Bounding-box records
——

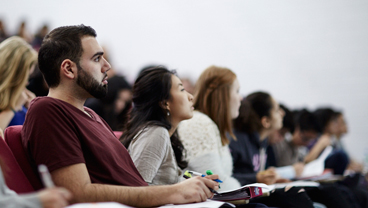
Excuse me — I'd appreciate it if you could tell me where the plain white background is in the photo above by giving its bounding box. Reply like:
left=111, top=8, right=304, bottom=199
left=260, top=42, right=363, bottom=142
left=0, top=0, right=368, bottom=161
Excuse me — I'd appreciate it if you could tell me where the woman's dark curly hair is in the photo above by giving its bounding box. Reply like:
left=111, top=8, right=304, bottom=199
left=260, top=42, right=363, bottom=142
left=120, top=66, right=188, bottom=169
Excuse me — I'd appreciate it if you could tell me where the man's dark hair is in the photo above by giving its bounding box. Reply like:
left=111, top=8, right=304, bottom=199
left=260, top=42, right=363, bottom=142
left=233, top=92, right=273, bottom=134
left=38, top=25, right=97, bottom=87
left=293, top=109, right=321, bottom=132
left=280, top=104, right=295, bottom=133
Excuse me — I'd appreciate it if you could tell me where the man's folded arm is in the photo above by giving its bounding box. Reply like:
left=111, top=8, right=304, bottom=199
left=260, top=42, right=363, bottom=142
left=51, top=163, right=218, bottom=207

——

- [Task brief]
Rewrite all of the material, substituting "black" for each "dark" and changing nothing else. Leave the pictures out.

- [Solved exercise]
Excuse me — I'd appreciate it if you could tell me where the plain white background is in the photo above by giving its bounding box. Reply like:
left=111, top=8, right=304, bottom=199
left=260, top=42, right=363, bottom=142
left=0, top=0, right=368, bottom=161
Excuse me — I'd appreciate it if you could tell me where the woman's black curly hair is in the photo above by giving its bounding box. Reply like:
left=111, top=8, right=304, bottom=199
left=260, top=42, right=363, bottom=142
left=120, top=66, right=188, bottom=169
Excuse me — I'd appreciate it if you could tell me where the man's black hair is in the photo above by giving its bounding box. Reply like:
left=111, top=8, right=304, bottom=199
left=260, top=42, right=363, bottom=142
left=233, top=92, right=273, bottom=134
left=38, top=25, right=97, bottom=87
left=293, top=109, right=321, bottom=132
left=280, top=104, right=295, bottom=133
Excuse me — I'd appreciate it if you could tell me where the man's folded arm is in the photo above by giving its bounding box. Reply like:
left=111, top=8, right=304, bottom=199
left=260, top=42, right=363, bottom=142
left=51, top=163, right=218, bottom=207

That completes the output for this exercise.